## What is needed:
Please repeat the items between the lines holding "Indicate the yellow" and "x=372, y=597", inclusive, switching "front wheel" to "rear wheel" and leaving everything else unchanged.

-------- Records shown --------

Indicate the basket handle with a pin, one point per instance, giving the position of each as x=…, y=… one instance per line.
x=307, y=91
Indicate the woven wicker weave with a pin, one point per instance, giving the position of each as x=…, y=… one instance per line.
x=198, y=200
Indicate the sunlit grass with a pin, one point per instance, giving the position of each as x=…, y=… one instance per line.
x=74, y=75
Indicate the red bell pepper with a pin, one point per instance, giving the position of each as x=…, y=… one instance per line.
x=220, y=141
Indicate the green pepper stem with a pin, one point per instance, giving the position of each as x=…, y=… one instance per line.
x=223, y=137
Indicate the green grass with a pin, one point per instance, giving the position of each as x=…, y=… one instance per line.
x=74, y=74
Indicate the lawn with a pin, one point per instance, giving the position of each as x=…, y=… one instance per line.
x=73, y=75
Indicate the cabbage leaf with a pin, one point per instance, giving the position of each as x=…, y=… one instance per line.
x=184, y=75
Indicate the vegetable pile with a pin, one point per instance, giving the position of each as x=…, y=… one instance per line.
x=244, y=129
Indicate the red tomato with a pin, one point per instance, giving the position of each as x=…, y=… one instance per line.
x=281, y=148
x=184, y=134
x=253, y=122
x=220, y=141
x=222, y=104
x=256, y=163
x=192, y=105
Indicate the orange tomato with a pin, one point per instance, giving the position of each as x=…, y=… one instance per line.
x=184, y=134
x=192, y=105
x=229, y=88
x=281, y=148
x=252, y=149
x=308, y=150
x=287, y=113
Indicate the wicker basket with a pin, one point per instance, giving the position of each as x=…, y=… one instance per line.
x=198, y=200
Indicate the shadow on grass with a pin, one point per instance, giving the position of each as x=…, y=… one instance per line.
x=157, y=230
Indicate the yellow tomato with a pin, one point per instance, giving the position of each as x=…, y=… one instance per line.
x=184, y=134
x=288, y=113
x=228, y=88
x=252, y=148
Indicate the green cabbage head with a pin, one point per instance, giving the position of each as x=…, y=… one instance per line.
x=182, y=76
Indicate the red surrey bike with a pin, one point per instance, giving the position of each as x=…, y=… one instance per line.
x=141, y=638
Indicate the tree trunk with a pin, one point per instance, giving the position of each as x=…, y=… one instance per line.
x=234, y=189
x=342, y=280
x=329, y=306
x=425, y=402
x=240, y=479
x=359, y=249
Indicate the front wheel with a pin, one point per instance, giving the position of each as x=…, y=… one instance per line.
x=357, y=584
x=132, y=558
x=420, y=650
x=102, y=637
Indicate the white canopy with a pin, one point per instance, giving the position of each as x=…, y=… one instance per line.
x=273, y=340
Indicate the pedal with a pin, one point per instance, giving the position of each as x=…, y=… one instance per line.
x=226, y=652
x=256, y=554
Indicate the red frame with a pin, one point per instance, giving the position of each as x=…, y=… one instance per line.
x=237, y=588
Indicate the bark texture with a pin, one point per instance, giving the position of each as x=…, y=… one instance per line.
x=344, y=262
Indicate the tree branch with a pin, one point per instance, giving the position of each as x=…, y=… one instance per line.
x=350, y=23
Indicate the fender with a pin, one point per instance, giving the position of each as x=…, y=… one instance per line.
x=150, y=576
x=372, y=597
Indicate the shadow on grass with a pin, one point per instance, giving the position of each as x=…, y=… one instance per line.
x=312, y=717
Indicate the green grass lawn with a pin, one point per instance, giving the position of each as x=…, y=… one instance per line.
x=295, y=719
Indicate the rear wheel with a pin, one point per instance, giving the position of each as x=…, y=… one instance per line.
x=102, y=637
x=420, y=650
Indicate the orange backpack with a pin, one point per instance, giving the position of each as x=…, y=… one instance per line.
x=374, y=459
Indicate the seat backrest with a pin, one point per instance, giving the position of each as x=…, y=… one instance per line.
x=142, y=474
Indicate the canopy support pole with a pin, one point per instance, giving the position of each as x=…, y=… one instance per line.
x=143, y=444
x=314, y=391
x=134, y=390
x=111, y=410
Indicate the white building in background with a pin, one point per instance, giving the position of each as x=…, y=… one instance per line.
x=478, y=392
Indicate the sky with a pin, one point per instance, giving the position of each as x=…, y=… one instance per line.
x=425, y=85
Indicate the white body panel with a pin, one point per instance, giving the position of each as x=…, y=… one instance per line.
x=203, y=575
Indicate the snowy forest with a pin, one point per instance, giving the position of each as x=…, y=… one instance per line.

--------

## Answer below:
Indicate the yellow tomato with a pin, one point per instance, giving the position of each as x=…, y=… one instance per line.
x=184, y=134
x=288, y=113
x=228, y=88
x=252, y=148
Indicate the green cabbage head with a pin, one point per instance, giving the position of each as x=…, y=… one instance per line.
x=182, y=76
Indicate the red surrey bike with a pin, one point per instance, giving the position of each as x=…, y=… one instance per line.
x=141, y=638
Indicate the tree trunk with a pin, one point per instance, giving the position of each as x=…, y=… one instance per line.
x=234, y=189
x=342, y=280
x=329, y=306
x=425, y=402
x=240, y=479
x=359, y=249
Indicate the rear wheel with a pin, one point per instance, giving the position of each as x=…, y=… one instance per line.
x=357, y=584
x=132, y=558
x=420, y=650
x=102, y=637
Indicate the white canopy with a pin, one point per instance, giving the position of each as x=…, y=… one instance per line.
x=273, y=340
Indicate the pedal with a pin, one point per instance, giving the position of each as x=…, y=… one instance per line.
x=226, y=652
x=256, y=554
Indicate the red frame with a pin, one point per instance, giving the position of each as x=…, y=… one instance per line.
x=237, y=588
Indicate the bark texture with a pin, one point per instance, giving the position of each as x=…, y=… one instance per line.
x=344, y=262
Indicate the tree branch with a pin, one point per instance, giving the position of each as x=…, y=… one instance per line.
x=350, y=23
Indicate the fender with a pin, one point per instance, giving the position of each as x=…, y=… one instance per line.
x=150, y=576
x=372, y=597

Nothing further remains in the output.